- _Article_:
╭──

|
|
Archives of the TeradataForum
Message Posted: Thu, 12 Jun 2008 @ 10:33:13 GMT
Subj: | | Re: Partial field comparison |
|
From: | | McLeod, Terry M |
This will work, with the exception that you shouldn't expect to match "dog" to "d_og" without doing some preliminary clean up as Martin
suggested in his email -- in which case "dog" can find "dog". As he suggests, this can be done on a separate table.
SELECT A.ANIMAL, A.COLOR, A.PETSTOREID, B.PETSTOREID, B.COMMENT1
FROM TABLE_A A
JOIN TABLE_B B
ON POSITION(TRIM(A.ANIMAL) IN B.COMMENT1) IS NOT NULL
AND POSITION(TRIM(A.ANIMAL) IN B.COMMENT1) > 0
AND POSITION(TRIM(A.COLOR) IN B.COMMENT1) IS NOT NULL
AND POSITION(TRIM(A.COLOR) IN B.COMMENT1) > 0
WHERE A.PETSTOREID <> B.PETSTOREID;
Performance-wise, I have no information for you, since I only worked with your sample data, which did not include full table information,
such as primary index information. You could ramp up some tests if you have space for sample data (i.e. pull over a couple 1000 recs from each
table and try that, then 10,000, etc.). I don't think you can get around this being all amp operation with big spools, since the two tables don't
have any columns in common on the rows that you want to see matched - hence there seems to be no way to make them amp local.
Hope this will be of some help.
By the way, although if the animal and color columns on table_a are defined as VARCHAR, you needn't trim in the query, you may want to anyway
since if someone entered an explict couple of leading spaces, for example, in one of those columns, then it wouldn't be found in a comment that
did not have those spaces. Also note that the "not null" is in case either of the two columns used by the function is null. If that's not
possible (due to NOT NULL on both columns on their respective tables) then you could drop the not null check.
Terry M. McLeod
TERADATA Professional Services, Retail - West
| |

╰──

- _Data_:

╭──

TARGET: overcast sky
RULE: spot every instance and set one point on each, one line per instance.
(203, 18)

╰──

- _Problems and tasks_:
1 – From the forum reply on partial field comparison, extract the passage starting at "Hope this will" and ending at "not null check.".
2 – According to the forum reply on partial field comparison, why might you still trim the animal and color columns in the query even when they are defined as VARCHAR?

- _The responses_:
1 –
Hope this will be of some help.
By the way, although if the animal and color columns on table_a are defined as VARCHAR, you needn't trim in the query, you may want to anyway
since if someone entered an explict couple of leading spaces, for example, in one of those columns, then it wouldn't be found in a comment that
did not have those spaces. Also note that the "not null" is in case either of the two columns used by the function is null. If that's not
possible (due to NOT NULL on both columns on their respective tables) then you could drop the not null check.

2 – Someone might have explicitly entered leading spaces in one of those columns. The untrimmed value would then not be found in a comment that lacks those spaces.